start SELECTION
I'm seeing that the faster engineers ship, the more of a product manager they have to be. Seeing that happen in real life it's quite exhilarating. I feel more like the hog on the right, I'm seeing the landscape and sensing good times ahead for motivated engineers.

Sarvesh_Ghildiyal's avatar

I am 22, starting out my career, did few tech internships so far.

I have been pondering over the same thing for some time now. Indecisive on the path I see for myself.

Would appreciate any advice on the below:

Today with prompts we see many people creating software applications and raising funds to turn it into a business.

Now for individuals like me, I do feel overjoyed when I grasp some new concept and understands it well enough to discuss further but heavy dependency on AI has left me in a situation where I cannot code by myself this as a result reflects back on looking out for job roles.

As reflection to that, I did seem to find out. Okay, if I actually dig deeper into writing code will understand trade-offs even more and will actually put my brain into problem solving at ground level not the logical abstraction. So for me did feel like this could be what we called "engineering" ?
end SELECTION
> INSTRUCTION 1:
Answer these about the comment thread:
(a) What does the first commenter say engineers have to be more of the faster they ship?
(b) How old does the second commenter say they are?
(c) What does the second commenter say heavy dependency on AI has left them unable to do?
> INSTRUCTION 2:
Switch "prompts" to "AI tools" in the comment thread, then write out the stretch from "Would appreciate any" through "for job roles." with that change.
The data after this point is separate material and has no connection to the comment thread.
start SOURCE EXCERPT
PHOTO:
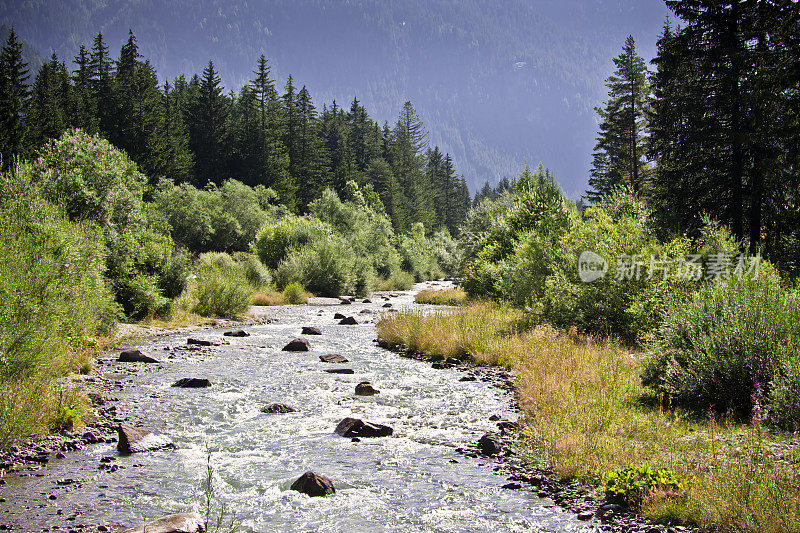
end SOURCE EXCERPT
> EXERCISE RESULT 1:
(a) A product manager.
(b) 22.
(c) Code by themselves.

> EXERCISE RESULT 2:
Would appreciate any advice on the below:

Today with AI tools we see many people creating software applications and raising funds to turn it into a business.

Now for individuals like me, I do feel overjoyed when I grasp some new concept and understands it well enough to discuss further but heavy dependency on AI has left me in a situation where I cannot code by myself this as a result reflects back on looking out for job roles.